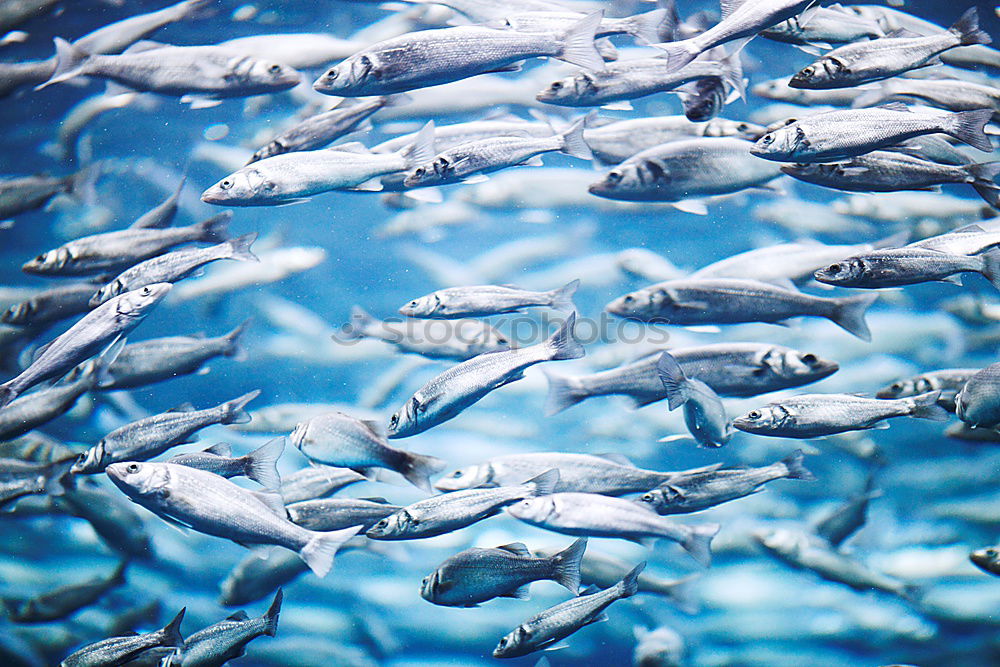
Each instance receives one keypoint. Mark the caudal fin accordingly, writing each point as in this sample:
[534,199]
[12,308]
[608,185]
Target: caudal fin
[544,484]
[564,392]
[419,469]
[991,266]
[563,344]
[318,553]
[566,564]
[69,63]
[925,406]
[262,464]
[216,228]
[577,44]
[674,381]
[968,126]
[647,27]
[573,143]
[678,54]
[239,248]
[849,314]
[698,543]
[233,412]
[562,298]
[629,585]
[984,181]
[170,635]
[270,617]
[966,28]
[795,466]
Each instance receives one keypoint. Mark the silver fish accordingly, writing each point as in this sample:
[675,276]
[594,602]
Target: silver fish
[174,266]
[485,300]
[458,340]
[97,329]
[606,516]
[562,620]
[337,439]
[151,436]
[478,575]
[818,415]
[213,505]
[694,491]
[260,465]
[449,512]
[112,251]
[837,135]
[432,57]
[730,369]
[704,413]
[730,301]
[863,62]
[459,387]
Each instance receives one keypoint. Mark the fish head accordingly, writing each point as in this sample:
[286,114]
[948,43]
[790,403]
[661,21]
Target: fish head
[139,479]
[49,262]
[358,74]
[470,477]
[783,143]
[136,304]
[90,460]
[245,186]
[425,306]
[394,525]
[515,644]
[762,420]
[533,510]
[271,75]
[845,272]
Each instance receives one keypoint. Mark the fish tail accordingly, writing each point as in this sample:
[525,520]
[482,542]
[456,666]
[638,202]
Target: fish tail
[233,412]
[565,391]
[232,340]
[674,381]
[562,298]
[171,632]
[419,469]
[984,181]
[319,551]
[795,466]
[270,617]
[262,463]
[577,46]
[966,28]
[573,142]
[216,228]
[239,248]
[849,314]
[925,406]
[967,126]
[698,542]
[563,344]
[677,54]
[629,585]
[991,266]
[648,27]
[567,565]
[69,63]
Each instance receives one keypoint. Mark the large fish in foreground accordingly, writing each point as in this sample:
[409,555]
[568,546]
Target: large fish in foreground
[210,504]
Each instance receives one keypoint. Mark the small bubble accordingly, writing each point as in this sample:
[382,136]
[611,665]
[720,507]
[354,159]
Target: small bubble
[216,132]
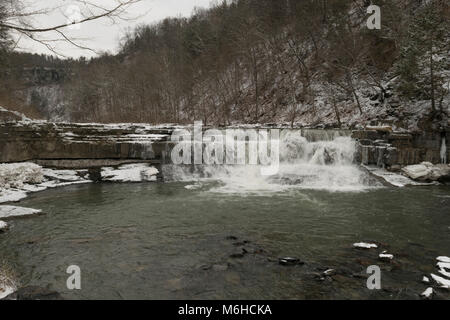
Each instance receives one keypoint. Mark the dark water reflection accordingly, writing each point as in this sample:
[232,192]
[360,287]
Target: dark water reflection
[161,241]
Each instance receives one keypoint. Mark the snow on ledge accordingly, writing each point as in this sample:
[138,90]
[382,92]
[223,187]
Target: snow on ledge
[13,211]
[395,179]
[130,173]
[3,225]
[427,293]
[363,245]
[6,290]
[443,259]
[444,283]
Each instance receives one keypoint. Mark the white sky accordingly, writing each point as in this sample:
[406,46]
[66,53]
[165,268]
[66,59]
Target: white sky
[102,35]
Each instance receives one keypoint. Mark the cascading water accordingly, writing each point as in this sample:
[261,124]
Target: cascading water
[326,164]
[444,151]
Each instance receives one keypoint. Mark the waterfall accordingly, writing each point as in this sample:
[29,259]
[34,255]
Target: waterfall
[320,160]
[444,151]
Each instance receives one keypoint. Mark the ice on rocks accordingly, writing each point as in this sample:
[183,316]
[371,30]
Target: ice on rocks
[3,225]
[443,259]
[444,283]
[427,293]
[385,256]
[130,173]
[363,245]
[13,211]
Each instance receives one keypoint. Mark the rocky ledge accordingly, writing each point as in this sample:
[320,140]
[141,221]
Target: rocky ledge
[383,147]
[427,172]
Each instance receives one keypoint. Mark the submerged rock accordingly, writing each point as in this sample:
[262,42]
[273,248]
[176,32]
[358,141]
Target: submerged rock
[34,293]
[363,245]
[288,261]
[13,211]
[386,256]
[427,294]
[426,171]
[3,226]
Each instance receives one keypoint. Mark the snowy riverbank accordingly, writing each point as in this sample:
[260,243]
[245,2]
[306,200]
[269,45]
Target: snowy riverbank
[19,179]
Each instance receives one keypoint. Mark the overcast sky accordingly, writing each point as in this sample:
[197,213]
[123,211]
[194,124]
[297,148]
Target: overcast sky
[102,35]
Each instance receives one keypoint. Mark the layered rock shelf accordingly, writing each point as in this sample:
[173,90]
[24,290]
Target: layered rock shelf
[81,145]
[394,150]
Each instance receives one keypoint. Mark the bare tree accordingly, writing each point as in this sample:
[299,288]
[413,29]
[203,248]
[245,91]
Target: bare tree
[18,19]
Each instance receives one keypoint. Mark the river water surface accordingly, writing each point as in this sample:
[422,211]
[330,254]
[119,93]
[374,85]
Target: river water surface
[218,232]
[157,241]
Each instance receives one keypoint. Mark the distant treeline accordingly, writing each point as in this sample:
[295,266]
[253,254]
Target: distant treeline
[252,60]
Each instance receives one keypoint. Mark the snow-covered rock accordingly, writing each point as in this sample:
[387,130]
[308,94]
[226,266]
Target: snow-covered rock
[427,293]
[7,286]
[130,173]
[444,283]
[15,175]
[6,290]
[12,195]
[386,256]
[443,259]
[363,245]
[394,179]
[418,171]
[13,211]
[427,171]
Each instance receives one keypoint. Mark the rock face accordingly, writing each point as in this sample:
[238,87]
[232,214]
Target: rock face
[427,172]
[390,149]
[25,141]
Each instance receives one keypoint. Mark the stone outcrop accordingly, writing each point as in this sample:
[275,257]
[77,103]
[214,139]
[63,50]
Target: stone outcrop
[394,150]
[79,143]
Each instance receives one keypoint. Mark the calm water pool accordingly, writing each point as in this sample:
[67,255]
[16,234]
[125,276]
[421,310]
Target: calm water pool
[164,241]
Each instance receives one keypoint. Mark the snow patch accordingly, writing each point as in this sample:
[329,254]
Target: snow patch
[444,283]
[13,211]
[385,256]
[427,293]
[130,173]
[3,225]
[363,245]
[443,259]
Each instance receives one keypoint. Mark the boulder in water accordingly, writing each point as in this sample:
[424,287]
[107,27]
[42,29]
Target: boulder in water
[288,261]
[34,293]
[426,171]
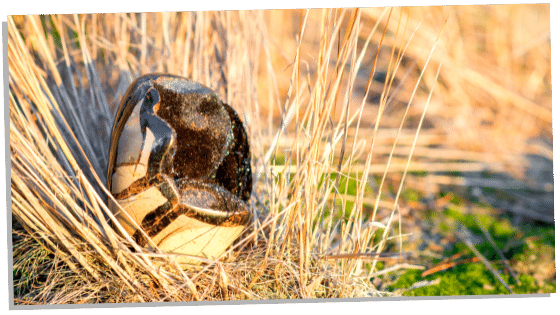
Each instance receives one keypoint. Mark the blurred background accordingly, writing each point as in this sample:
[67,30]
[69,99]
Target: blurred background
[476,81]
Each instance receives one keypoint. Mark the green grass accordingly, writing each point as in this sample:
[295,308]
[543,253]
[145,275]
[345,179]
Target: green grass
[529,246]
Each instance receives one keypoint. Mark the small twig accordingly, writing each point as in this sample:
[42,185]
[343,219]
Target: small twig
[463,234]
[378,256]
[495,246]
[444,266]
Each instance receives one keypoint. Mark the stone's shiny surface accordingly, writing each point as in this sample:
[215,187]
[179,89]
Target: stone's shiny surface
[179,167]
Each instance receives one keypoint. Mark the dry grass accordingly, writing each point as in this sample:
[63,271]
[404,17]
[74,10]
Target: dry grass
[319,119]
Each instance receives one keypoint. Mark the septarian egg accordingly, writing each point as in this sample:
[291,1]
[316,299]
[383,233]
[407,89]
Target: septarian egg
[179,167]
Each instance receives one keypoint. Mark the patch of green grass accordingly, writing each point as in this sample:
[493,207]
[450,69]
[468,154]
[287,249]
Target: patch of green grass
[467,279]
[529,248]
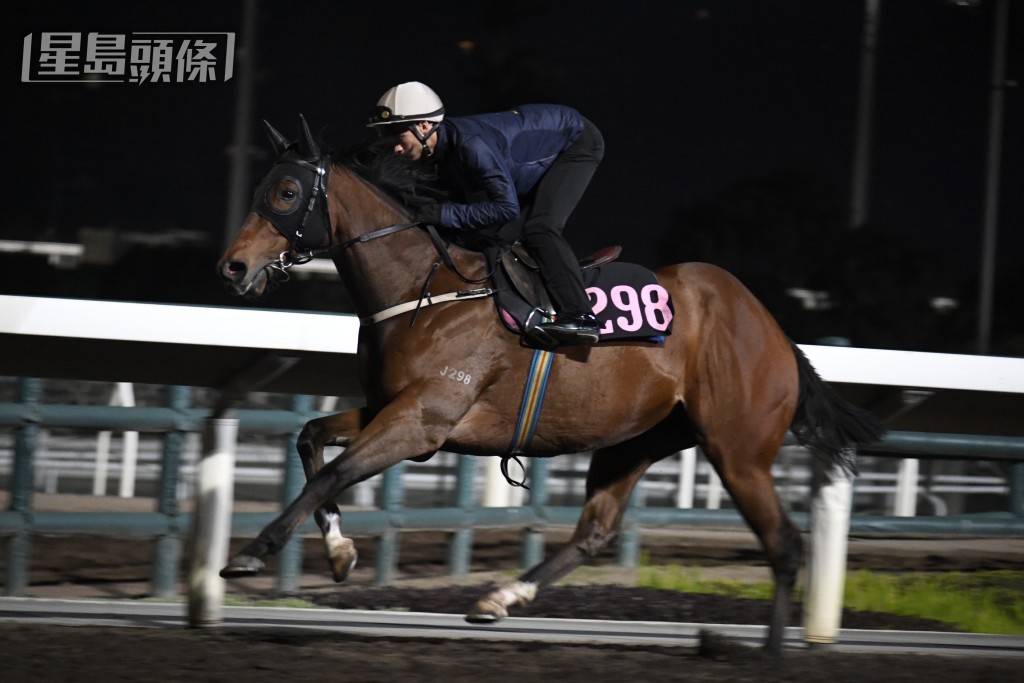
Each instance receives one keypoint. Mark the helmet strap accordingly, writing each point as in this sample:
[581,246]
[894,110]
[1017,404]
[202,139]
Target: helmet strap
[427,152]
○ ○ ○
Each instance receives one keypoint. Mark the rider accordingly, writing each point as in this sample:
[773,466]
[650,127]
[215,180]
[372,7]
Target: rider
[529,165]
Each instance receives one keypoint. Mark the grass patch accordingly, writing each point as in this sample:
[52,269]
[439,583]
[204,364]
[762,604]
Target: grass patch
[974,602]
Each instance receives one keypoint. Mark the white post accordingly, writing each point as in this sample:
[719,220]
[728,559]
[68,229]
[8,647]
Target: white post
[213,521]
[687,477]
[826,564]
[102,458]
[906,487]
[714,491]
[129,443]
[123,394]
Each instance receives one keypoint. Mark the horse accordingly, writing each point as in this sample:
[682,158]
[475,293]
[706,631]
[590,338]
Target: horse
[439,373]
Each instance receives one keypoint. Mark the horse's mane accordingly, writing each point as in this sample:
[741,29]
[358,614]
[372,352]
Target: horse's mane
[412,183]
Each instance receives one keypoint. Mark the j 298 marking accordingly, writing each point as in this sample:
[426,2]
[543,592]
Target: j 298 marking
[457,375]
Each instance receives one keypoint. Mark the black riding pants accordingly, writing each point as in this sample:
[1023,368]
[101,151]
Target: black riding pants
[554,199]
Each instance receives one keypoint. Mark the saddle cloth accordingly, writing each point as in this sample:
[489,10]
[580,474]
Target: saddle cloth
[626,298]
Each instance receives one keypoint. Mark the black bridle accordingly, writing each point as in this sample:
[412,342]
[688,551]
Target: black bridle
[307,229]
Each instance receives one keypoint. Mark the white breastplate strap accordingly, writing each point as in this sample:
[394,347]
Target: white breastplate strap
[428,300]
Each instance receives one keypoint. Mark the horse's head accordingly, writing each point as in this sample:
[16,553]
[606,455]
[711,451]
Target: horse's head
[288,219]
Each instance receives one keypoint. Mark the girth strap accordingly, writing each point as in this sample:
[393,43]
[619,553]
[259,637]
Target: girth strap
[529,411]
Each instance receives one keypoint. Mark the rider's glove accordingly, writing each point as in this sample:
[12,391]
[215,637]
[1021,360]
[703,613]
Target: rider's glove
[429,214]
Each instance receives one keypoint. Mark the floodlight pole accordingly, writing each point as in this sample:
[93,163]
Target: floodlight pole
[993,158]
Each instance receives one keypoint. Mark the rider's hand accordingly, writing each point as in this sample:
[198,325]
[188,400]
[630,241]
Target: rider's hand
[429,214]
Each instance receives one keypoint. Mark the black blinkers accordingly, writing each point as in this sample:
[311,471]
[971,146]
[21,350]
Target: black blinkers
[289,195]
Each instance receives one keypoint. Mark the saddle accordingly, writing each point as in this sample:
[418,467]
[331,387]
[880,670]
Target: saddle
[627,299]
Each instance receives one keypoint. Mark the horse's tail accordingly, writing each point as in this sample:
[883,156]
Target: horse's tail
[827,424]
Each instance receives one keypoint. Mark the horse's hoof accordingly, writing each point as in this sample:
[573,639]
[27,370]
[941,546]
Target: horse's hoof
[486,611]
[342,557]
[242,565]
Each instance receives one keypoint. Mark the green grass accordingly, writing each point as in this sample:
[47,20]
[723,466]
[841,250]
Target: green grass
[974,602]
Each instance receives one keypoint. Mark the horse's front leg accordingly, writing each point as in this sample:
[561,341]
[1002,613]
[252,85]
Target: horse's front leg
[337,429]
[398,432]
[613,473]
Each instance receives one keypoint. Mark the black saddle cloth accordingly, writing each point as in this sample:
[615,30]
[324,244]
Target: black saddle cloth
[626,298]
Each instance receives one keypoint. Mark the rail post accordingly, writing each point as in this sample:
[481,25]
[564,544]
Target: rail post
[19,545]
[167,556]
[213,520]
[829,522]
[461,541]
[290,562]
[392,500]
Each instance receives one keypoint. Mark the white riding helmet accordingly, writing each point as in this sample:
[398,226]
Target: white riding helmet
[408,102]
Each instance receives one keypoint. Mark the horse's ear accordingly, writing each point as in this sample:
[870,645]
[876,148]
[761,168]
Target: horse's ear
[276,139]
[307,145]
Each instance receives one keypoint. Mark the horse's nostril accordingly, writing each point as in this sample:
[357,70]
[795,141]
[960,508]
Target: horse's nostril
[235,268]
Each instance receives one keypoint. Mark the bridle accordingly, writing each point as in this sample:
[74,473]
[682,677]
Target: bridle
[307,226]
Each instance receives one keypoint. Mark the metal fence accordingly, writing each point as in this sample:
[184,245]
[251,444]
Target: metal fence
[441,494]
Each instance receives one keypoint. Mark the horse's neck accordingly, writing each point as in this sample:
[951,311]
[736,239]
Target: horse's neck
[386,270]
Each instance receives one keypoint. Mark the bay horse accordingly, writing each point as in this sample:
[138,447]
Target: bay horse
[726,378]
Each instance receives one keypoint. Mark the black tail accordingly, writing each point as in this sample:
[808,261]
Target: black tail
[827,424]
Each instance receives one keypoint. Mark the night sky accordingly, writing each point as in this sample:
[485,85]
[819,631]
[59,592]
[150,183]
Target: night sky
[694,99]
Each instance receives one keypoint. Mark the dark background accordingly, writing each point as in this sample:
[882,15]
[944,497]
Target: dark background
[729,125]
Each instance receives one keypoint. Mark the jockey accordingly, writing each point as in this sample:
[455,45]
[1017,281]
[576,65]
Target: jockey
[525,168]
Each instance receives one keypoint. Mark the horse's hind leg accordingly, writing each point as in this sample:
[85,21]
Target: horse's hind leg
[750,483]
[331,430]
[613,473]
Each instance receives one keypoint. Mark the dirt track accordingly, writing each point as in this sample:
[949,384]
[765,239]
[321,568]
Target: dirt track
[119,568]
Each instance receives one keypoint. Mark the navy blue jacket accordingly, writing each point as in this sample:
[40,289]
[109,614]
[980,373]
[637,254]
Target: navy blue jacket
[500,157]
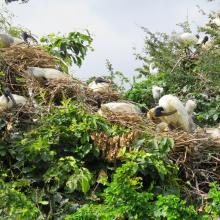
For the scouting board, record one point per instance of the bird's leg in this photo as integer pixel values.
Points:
○ ○ ○
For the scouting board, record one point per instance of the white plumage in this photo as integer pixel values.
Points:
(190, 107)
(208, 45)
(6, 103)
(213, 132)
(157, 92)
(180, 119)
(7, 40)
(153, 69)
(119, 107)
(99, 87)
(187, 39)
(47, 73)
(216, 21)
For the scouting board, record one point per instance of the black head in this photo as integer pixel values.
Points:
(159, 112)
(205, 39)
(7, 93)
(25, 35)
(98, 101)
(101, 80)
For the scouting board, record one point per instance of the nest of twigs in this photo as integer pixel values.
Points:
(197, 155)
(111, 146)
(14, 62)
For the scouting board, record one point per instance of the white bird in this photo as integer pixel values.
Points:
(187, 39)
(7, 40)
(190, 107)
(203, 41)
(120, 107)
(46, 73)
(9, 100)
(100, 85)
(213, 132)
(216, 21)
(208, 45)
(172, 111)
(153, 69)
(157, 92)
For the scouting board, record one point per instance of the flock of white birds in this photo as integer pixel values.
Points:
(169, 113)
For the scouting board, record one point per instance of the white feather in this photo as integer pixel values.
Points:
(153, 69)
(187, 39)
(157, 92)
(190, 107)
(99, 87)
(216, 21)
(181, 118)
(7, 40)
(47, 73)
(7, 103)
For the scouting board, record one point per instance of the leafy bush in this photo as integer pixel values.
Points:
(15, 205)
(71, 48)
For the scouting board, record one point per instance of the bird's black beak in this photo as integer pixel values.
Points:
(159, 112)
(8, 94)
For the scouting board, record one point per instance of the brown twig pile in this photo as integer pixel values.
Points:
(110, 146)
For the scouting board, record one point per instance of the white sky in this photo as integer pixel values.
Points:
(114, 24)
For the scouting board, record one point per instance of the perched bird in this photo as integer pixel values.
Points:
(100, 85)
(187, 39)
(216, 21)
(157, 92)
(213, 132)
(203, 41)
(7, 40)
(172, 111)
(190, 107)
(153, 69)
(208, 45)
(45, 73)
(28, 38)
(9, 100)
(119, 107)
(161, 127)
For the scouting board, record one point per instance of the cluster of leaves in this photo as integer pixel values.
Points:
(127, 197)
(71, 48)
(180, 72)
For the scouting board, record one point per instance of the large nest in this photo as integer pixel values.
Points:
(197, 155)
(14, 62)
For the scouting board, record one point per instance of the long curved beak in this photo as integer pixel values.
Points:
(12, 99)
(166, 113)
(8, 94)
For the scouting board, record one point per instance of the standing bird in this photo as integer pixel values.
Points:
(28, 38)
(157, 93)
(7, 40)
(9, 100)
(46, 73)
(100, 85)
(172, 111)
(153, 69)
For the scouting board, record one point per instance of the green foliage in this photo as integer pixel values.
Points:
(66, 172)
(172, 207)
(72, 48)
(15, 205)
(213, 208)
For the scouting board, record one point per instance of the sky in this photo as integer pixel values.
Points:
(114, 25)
○ ○ ○
◆ **HOW TO COMPLETE THIS TASK**
If a line in the records contains the word "beak", copy it.

◆ **OUTPUT FOR THIS TASK**
For the scouting board, record one point per instance of the bird's black beak in this photo as integer pixel values.
For the scouting board, record one point per instance of the long curved beak in this photo as integer pixel values.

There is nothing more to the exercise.